§ **Given text**:
"""
Whilst PoSv3 does successfully tie block creation rights to stake in this way, it also makes block validation more difficult. Not only does the hash of the block itself need to be verified (as in bitcoin), but so does a user’s staking transaction: that is, did the user actually own the tokens they used in their staking transaction? To verify this information, a blockchain node has to be able to refer to the ledger, and – if a block does not simply extend the current chain but introduces a fork – also the history of the ledger. Since that is neither cached nor cheap to calculate, blocks in PoSv3 systems are not validated immediately, but are rather (at least partially) stored in memory or on disk when they pass some heuristics.
The vulnerabilities discussed in the original article can be exploited in a number of ways, but ultimately involve fooling those heuristics and presenting lots of invalid blocks to a node, such that the node runs out of memory and crashes before it can correctly identify that the blocks are invalid.
"""
§ **To-do list**:
(a) According to the passage on PoSv3, what happens to a node when it is shown lots of invalid blocks?
(b) Quote the passage on PoSv3 from "Whilst PoSv3 does" up to and including "pass some heuristics.".
The data after this passage comes from a separate source.

§ **Information provided**:
"""
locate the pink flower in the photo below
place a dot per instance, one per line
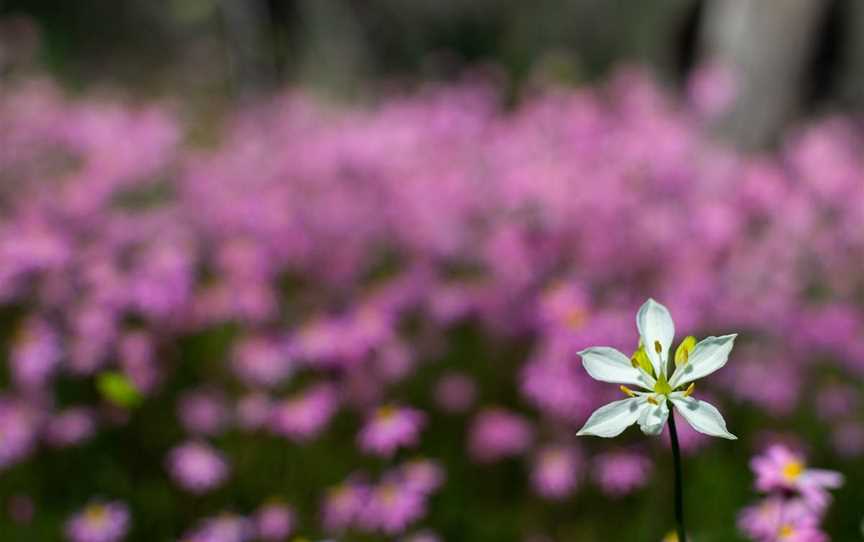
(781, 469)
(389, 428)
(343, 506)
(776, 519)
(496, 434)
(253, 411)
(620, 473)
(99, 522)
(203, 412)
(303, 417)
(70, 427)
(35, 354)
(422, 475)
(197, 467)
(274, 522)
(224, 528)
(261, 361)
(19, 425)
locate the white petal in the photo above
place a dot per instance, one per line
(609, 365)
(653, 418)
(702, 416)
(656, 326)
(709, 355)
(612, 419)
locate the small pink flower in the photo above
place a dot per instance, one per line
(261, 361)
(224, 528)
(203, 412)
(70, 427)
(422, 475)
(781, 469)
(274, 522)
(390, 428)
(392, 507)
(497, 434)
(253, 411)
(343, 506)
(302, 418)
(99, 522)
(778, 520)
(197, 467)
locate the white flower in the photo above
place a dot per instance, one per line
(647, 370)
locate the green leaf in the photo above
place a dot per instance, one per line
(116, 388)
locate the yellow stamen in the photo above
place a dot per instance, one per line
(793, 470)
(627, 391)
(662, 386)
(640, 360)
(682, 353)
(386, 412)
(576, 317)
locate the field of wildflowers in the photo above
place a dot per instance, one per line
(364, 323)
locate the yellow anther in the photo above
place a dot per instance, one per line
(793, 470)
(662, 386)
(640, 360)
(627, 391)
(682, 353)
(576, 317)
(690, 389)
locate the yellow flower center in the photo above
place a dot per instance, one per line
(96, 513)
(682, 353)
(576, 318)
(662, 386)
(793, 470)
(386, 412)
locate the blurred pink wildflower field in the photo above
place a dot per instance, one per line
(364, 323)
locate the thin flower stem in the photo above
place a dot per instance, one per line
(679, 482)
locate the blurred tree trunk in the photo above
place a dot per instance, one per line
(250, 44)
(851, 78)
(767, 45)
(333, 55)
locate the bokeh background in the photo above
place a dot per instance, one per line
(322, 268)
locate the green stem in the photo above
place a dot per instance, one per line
"""
"""
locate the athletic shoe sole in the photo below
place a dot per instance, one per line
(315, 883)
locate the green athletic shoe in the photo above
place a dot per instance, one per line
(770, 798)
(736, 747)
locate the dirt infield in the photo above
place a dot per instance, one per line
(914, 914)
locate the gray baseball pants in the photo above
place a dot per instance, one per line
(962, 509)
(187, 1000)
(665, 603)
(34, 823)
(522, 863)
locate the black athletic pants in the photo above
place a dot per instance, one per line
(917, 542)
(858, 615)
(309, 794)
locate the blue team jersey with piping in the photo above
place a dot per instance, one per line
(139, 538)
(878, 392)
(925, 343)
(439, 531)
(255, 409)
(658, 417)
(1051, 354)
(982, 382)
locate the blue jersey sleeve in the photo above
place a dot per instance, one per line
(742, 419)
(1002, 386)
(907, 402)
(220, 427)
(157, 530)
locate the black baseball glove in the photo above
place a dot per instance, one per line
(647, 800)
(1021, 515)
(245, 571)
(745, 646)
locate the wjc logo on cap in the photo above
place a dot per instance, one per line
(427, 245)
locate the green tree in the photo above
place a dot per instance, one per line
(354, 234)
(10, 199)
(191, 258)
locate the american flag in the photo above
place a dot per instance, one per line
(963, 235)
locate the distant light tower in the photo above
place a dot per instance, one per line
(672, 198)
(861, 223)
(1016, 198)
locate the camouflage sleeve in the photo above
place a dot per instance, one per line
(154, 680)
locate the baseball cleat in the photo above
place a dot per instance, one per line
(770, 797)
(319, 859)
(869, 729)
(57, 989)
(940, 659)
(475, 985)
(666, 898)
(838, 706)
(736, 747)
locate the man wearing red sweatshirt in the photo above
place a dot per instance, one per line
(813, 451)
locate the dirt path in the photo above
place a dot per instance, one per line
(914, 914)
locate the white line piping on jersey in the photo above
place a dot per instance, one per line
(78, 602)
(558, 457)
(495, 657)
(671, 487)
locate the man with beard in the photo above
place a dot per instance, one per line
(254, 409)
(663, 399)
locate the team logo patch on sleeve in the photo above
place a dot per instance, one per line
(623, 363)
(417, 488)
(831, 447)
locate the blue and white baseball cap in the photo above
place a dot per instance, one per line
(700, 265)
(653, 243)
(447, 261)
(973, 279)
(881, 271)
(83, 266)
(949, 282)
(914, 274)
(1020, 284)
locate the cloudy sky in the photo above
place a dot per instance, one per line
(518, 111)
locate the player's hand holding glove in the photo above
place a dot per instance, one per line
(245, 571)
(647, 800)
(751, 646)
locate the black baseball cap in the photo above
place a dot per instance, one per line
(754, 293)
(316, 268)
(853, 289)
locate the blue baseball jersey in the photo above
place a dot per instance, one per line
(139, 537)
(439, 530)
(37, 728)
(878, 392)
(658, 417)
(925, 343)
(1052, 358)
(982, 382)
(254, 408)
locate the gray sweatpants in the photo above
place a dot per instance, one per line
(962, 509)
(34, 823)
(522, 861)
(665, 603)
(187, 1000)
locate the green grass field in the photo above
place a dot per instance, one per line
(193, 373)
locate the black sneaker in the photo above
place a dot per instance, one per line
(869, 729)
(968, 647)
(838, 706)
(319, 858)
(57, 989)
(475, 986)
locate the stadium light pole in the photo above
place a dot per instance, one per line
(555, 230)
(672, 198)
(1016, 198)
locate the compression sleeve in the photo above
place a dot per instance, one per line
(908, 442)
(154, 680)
"""
§ **Solutions per task**:
(a) It runs out of memory and crashes before it can correctly identify that the blocks are invalid.

(b)
Whilst PoSv3 does successfully tie block creation rights to stake in this way, it also makes block validation more difficult. Not only does the hash of the block itself need to be verified (as in bitcoin), but so does a user’s staking transaction: that is, did the user actually own the tokens they used in their staking transaction? To verify this information, a blockchain node has to be able to refer to the ledger, and – if a block does not simply extend the current chain but introduces a fork – also the history of the ledger. Since that is neither cached nor cheap to calculate, blocks in PoSv3 systems are not validated immediately, but are rather (at least partially) stored in memory or on disk when they pass some heuristics.